Set of tasks.
• A. Return everything in the debate round-up from "A Debate Round-Up" down to "and failed utterly.", word for word.
• B. In the records, take everything from the start down to the line containing "183L374 191L378 191L379" and replace "noun phrase" with "search term", leaving all else unchanged. Give back only those lines.

Excerpt to read.
A Debate Round-Up From Around The Blogosphere.

Here are the results of a tour around the right side of blogospere with special emphasis on who won and how Fred Thompson did in his first debate.

“In yesterday’s economics debate in Dearborn, Michigan Rudy Giuliani and Fred Thompson won, Mitt Romney lost and perhaps a few points were stolen from the Democratic front runner, Hillary Clinton.” — Jed Babbin at Human Events

“Fred Wins, Chris Loses (Update: My Prediction Comes True)

The first debate with Fred Thompson was expected to reveal whether the lanky actor had what it takes to make a national run for the office. Instead, it revealed Chris Matthews as a hack of the first order, one who tried his best to torpedo Thompson — and failed utterly.

…That was the game behind the debate, and Thompson stomped Matthews into a laughingstock. In the rest of the debate, Thompson showed that he was comfortable and prepared, even for the silly attacks from other candidates.

…Fred’s in now, and he will find new momentum after this performance. Matthews will become more of a joke, if such a thing is possible at a network that employs Keith Olbermann.” — Captain’s Quarters

“Buzz from the Scene

The general feeling around here is that Fred Thompson pulled out a narrow win over Rudy and McCain, though a few hardcore Mitt supporters are attributing that to low expectations. I have to disagree. Mitt looked scripted, and even if it was calculated, Fred looked free and easy by comparison, and stayed consistently on message. To be fair, Mitt is getting rave reviews as well. It seems his opening line about “tax hikes” resonated well in Granholm country. Analysis on McCain may have to wait until the public sorts out his position on unions.” — E. M. Zanotti at The Corner

“And the Winner Is…

…Fred Thompson.

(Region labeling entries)

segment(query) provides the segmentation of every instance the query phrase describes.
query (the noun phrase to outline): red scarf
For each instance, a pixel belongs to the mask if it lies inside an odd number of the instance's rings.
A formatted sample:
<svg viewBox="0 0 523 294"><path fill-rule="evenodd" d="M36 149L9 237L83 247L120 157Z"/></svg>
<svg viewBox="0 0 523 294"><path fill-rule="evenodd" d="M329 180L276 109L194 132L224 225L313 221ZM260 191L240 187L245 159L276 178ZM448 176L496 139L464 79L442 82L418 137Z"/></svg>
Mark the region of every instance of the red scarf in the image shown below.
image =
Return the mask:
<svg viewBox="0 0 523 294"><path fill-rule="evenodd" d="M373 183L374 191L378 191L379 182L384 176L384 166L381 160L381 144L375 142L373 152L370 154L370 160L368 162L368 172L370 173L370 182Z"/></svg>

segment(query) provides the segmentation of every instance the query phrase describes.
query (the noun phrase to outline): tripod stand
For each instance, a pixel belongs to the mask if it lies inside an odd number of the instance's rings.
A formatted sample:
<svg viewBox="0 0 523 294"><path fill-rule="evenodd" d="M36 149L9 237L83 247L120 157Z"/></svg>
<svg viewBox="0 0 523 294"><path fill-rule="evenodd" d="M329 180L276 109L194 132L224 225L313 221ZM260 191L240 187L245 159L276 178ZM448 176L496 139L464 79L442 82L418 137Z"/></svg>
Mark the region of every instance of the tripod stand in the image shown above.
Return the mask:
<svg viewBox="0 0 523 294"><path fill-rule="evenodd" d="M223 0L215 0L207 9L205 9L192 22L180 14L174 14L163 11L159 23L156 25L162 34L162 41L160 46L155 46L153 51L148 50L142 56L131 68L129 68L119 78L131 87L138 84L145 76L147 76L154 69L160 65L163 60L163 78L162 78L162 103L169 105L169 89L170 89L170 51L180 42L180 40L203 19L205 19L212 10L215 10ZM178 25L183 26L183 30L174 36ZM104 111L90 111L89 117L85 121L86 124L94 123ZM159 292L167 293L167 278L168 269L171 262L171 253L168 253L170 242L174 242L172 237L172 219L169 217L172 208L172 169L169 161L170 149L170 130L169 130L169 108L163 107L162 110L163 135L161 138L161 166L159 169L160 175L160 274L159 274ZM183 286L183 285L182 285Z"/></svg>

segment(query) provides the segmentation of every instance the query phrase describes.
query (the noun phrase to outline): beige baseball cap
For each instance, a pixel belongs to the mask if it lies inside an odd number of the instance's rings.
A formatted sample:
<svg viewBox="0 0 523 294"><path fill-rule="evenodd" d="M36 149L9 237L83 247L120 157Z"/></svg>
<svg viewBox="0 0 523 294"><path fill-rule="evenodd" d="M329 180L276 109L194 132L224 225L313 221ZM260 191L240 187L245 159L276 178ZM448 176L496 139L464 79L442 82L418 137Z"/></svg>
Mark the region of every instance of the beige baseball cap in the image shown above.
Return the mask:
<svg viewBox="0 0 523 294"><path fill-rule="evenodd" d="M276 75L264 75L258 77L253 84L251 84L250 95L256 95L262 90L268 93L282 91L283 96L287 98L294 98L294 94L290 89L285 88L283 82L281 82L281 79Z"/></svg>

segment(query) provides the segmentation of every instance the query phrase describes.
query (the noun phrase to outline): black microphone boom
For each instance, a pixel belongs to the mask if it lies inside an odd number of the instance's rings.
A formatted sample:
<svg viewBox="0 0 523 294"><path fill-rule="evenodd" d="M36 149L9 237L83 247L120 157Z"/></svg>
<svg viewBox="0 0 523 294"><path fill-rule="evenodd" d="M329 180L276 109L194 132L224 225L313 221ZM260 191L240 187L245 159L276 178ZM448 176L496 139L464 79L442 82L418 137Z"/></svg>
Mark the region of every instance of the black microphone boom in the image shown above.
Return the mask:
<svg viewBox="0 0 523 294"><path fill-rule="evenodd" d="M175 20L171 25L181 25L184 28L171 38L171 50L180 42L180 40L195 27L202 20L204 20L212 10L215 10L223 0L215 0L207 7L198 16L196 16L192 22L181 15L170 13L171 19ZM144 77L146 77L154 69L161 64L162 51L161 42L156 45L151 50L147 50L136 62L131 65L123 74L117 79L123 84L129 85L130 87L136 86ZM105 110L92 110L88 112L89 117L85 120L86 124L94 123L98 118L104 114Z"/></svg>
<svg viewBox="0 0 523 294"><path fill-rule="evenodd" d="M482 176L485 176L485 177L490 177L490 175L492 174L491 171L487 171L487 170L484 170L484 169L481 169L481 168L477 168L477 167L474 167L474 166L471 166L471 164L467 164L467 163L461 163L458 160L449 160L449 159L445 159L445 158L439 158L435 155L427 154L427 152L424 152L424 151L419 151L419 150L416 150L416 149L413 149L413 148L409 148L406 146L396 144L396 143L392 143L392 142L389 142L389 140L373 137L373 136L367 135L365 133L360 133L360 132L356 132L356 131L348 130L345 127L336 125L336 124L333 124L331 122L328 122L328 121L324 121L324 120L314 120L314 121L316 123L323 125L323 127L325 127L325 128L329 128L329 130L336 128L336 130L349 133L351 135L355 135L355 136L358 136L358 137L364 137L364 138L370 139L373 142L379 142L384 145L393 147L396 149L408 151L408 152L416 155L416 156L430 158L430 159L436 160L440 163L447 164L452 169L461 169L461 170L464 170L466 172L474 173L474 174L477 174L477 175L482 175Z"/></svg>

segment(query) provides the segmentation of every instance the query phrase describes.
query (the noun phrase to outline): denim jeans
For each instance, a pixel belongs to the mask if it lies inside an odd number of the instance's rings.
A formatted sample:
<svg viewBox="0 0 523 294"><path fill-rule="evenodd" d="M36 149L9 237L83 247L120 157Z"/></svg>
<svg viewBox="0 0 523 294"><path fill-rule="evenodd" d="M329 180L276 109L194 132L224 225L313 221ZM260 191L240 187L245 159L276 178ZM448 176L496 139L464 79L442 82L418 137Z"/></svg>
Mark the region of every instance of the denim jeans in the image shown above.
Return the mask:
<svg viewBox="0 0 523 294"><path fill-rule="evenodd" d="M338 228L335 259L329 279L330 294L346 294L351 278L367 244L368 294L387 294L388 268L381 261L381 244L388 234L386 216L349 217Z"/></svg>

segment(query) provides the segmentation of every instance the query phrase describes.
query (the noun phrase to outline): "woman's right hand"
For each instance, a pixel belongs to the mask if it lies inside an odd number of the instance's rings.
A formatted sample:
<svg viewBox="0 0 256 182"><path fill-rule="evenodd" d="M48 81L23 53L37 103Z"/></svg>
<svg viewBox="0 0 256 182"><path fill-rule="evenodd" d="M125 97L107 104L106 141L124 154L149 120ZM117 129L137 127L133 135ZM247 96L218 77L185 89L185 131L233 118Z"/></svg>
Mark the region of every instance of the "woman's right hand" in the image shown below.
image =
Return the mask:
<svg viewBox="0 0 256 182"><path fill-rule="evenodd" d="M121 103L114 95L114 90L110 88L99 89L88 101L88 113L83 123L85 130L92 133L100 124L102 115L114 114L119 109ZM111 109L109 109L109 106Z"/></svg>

Solutions to each task.
• A.
A Debate Round-Up From Around The Blogosphere.

Here are the results of a tour around the right side of blogospere with special emphasis on who won and how Fred Thompson did in his first debate.

“In yesterday’s economics debate in Dearborn, Michigan Rudy Giuliani and Fred Thompson won, Mitt Romney lost and perhaps a few points were stolen from the Democratic front runner, Hillary Clinton.” — Jed Babbin at Human Events

“Fred Wins, Chris Loses (Update: My Prediction Comes True)

The first debate with Fred Thompson was expected to reveal whether the lanky actor had what it takes to make a national run for the office. Instead, it revealed Chris Matthews as a hack of the first order, one who tried his best to torpedo Thompson — and failed utterly.

• B.
segment(query) provides the segmentation of every instance the query phrase describes.
query (the search term to outline): red scarf
For each instance, a pixel belongs to the mask if it lies inside an odd number of the instance's rings.
A formatted sample:
<svg viewBox="0 0 523 294"><path fill-rule="evenodd" d="M36 149L9 237L83 247L120 157Z"/></svg>
<svg viewBox="0 0 523 294"><path fill-rule="evenodd" d="M329 180L276 109L194 132L224 225L313 221ZM260 191L240 187L245 159L276 178ZM448 176L496 139L464 79L442 82L418 137Z"/></svg>
Mark the region of every instance of the red scarf in the image shown below.
image =
Return the mask:
<svg viewBox="0 0 523 294"><path fill-rule="evenodd" d="M373 183L374 191L378 191L379 182L384 176L384 166L381 160L381 144L375 142L373 152L370 154L370 160L368 162L368 172L370 173L370 182Z"/></svg>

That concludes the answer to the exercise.